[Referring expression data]

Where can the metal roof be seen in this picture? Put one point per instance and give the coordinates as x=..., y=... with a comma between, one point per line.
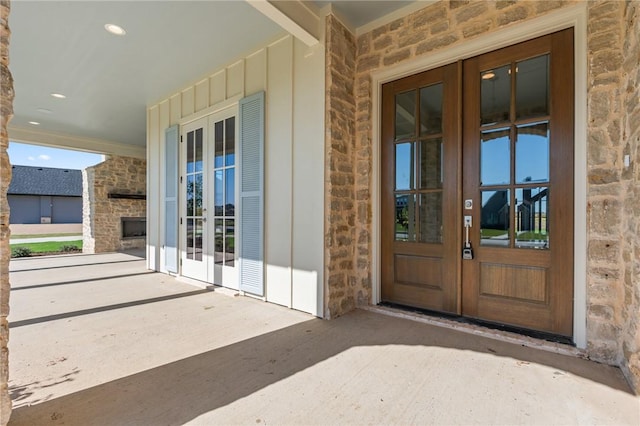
x=27, y=180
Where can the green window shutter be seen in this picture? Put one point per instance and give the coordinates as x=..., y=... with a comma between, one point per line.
x=251, y=119
x=171, y=199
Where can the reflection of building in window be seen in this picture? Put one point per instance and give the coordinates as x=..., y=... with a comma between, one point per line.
x=495, y=212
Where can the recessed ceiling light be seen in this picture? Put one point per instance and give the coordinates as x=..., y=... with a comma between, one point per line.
x=115, y=29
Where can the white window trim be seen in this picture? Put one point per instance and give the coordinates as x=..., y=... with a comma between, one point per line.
x=574, y=16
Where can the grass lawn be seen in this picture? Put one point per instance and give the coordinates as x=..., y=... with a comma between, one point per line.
x=49, y=247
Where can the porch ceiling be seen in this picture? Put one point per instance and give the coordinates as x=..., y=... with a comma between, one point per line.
x=62, y=47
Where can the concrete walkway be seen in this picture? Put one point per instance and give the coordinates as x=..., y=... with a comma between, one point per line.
x=98, y=340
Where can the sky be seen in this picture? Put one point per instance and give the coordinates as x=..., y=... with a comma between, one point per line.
x=41, y=156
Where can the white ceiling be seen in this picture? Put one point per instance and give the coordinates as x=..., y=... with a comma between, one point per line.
x=62, y=46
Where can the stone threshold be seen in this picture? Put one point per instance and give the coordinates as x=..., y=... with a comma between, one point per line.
x=478, y=330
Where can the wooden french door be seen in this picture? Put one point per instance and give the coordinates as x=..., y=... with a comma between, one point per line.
x=514, y=191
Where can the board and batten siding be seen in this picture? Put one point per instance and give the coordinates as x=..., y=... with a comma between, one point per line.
x=292, y=76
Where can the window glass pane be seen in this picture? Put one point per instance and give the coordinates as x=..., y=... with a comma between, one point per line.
x=405, y=217
x=219, y=144
x=230, y=203
x=197, y=244
x=230, y=142
x=190, y=153
x=191, y=194
x=218, y=249
x=431, y=109
x=431, y=217
x=494, y=218
x=190, y=238
x=218, y=193
x=405, y=115
x=431, y=163
x=197, y=199
x=198, y=151
x=404, y=166
x=532, y=87
x=495, y=95
x=532, y=153
x=495, y=159
x=532, y=213
x=230, y=242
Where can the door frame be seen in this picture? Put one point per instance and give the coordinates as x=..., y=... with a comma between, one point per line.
x=573, y=16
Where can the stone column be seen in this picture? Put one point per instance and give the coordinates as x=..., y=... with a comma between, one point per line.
x=6, y=112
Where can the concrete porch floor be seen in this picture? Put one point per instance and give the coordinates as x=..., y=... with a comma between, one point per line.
x=99, y=340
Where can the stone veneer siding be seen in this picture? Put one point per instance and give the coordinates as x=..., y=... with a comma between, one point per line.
x=630, y=144
x=6, y=112
x=341, y=213
x=101, y=226
x=613, y=127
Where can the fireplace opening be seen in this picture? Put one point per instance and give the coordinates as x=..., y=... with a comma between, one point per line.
x=134, y=227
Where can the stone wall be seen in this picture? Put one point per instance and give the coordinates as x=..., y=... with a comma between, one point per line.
x=341, y=214
x=612, y=293
x=631, y=179
x=101, y=226
x=6, y=111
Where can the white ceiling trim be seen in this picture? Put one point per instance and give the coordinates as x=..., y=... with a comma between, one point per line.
x=58, y=140
x=295, y=17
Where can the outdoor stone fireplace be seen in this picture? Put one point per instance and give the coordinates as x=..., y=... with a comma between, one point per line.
x=114, y=205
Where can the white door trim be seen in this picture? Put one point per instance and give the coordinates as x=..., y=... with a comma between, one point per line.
x=574, y=16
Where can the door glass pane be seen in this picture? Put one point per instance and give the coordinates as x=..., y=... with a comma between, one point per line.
x=532, y=87
x=494, y=218
x=197, y=200
x=230, y=203
x=218, y=249
x=218, y=193
x=495, y=157
x=404, y=166
x=190, y=238
x=190, y=153
x=230, y=242
x=198, y=151
x=405, y=217
x=230, y=142
x=532, y=212
x=405, y=115
x=431, y=217
x=532, y=153
x=197, y=244
x=219, y=144
x=495, y=95
x=191, y=195
x=431, y=163
x=431, y=109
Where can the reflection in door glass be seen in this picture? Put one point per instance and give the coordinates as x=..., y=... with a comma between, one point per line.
x=405, y=223
x=404, y=166
x=218, y=249
x=532, y=213
x=431, y=217
x=431, y=110
x=495, y=95
x=495, y=157
x=532, y=87
x=532, y=153
x=230, y=241
x=494, y=218
x=405, y=115
x=197, y=243
x=431, y=163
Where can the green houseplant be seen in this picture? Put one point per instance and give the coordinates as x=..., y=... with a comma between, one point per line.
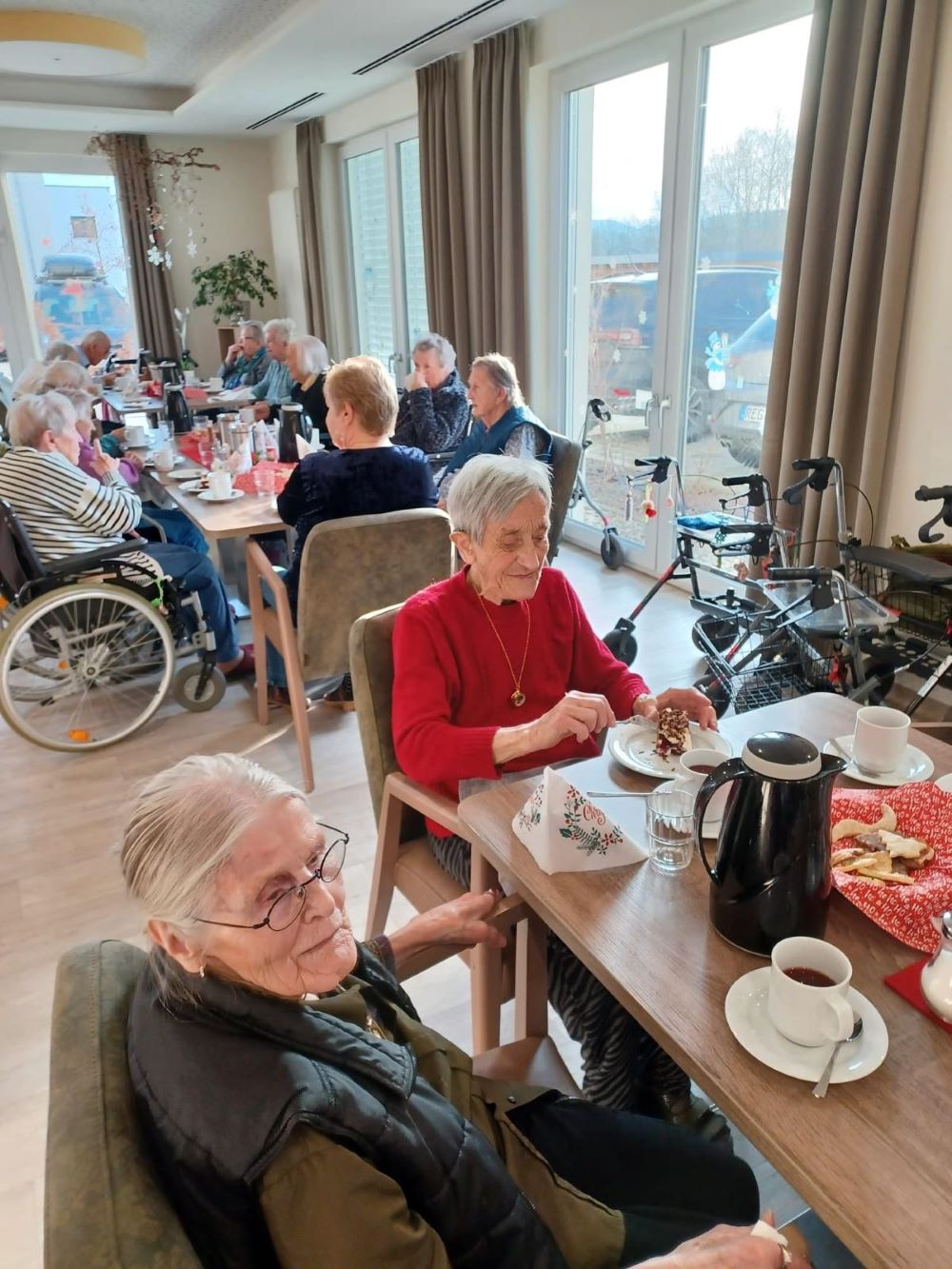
x=231, y=283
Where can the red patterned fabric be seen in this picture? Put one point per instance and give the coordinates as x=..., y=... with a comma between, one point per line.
x=923, y=811
x=906, y=983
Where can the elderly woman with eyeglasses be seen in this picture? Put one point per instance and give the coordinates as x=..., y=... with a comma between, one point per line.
x=303, y=1115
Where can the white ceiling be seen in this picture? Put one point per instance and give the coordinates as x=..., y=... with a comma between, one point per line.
x=221, y=65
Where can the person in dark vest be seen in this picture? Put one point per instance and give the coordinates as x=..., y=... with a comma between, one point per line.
x=366, y=473
x=300, y=1113
x=503, y=424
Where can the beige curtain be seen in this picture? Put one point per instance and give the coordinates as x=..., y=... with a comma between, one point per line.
x=499, y=77
x=442, y=198
x=848, y=248
x=151, y=285
x=310, y=140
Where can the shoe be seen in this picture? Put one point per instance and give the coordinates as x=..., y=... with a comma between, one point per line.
x=342, y=697
x=246, y=666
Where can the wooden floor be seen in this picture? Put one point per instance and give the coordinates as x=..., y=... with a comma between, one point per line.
x=60, y=881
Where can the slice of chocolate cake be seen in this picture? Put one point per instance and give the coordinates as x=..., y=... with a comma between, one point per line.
x=673, y=732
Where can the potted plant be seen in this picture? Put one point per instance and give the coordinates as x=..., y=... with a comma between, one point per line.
x=231, y=285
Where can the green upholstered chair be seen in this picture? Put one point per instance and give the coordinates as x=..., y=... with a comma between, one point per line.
x=105, y=1207
x=348, y=567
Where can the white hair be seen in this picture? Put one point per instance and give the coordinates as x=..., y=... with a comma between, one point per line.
x=32, y=415
x=438, y=344
x=502, y=372
x=281, y=327
x=311, y=354
x=490, y=486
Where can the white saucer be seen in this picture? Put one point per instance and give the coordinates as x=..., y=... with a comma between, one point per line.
x=745, y=1008
x=712, y=822
x=208, y=496
x=632, y=744
x=916, y=765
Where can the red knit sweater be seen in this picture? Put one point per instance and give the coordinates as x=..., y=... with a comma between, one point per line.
x=452, y=684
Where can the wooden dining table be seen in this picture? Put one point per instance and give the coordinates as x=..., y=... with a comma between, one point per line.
x=870, y=1159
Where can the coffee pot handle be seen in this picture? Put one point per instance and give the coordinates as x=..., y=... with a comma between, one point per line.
x=733, y=769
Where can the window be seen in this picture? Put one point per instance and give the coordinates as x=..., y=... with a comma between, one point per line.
x=383, y=190
x=68, y=235
x=670, y=302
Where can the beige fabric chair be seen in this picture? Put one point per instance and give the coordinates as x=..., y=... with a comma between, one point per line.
x=348, y=567
x=105, y=1203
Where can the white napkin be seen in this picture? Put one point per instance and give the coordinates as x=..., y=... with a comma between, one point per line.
x=566, y=831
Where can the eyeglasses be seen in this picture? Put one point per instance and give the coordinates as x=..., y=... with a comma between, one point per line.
x=289, y=903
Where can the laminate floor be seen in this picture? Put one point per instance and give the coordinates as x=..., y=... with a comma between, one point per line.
x=60, y=881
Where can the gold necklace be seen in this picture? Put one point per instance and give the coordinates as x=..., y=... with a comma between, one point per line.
x=518, y=697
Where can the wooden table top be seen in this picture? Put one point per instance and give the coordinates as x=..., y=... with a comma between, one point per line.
x=871, y=1157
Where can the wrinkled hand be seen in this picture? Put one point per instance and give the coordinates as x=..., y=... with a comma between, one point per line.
x=726, y=1246
x=103, y=465
x=578, y=713
x=695, y=704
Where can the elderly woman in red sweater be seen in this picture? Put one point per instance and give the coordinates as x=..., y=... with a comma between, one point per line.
x=499, y=670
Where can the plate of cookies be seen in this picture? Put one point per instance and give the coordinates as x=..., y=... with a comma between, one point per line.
x=891, y=856
x=654, y=747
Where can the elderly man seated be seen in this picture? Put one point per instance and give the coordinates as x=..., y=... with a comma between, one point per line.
x=67, y=511
x=276, y=386
x=433, y=410
x=247, y=361
x=505, y=424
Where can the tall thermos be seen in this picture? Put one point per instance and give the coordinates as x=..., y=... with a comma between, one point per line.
x=288, y=431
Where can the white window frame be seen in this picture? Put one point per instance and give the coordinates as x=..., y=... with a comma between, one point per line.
x=388, y=140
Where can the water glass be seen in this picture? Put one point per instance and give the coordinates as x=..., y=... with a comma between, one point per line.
x=670, y=829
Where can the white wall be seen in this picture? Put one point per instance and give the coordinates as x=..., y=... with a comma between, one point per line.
x=921, y=449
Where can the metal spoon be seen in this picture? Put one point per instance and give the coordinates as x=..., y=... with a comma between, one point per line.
x=824, y=1081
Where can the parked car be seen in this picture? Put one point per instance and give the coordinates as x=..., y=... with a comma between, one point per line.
x=72, y=296
x=741, y=416
x=625, y=316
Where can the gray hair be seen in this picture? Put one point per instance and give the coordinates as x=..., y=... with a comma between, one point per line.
x=433, y=343
x=311, y=354
x=60, y=347
x=490, y=486
x=254, y=327
x=502, y=372
x=32, y=415
x=281, y=327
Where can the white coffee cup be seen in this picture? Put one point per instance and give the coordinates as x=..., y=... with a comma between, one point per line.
x=691, y=778
x=806, y=1013
x=220, y=484
x=136, y=434
x=880, y=739
x=164, y=460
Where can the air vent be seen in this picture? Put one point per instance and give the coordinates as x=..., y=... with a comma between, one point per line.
x=285, y=109
x=430, y=34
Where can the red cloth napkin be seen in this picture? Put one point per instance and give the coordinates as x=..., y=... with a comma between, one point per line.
x=923, y=811
x=906, y=982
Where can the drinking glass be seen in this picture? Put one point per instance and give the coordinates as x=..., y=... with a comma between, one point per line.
x=670, y=829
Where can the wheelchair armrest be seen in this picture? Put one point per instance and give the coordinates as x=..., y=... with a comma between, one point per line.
x=80, y=563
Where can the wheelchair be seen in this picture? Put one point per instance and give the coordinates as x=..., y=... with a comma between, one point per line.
x=89, y=644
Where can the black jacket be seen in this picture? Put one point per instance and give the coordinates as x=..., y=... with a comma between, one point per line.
x=223, y=1081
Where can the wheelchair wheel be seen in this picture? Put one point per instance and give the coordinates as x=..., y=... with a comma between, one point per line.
x=84, y=666
x=185, y=688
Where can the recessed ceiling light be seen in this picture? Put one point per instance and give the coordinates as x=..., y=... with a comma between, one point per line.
x=38, y=42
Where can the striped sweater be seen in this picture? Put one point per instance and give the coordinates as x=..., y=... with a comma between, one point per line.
x=64, y=510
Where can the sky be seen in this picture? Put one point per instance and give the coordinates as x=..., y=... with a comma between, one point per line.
x=750, y=80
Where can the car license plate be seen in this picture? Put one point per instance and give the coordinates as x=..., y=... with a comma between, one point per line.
x=753, y=412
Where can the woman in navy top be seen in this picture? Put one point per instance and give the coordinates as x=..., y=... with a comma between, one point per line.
x=366, y=475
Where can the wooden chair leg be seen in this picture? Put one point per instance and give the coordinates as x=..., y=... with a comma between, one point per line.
x=385, y=864
x=486, y=968
x=531, y=979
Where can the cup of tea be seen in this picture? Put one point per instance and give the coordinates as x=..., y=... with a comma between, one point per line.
x=880, y=738
x=807, y=999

## Task instructions
This exercise calls for the lines from the one holding "Where can the cup" through the end of the entries, transcribed exactly and with nothing more.

## Task solution
Where can the cup of tea be seen in this picture? Put one point per instance and give the coordinates as x=..., y=... with a comma between, one point per line.
x=880, y=738
x=807, y=999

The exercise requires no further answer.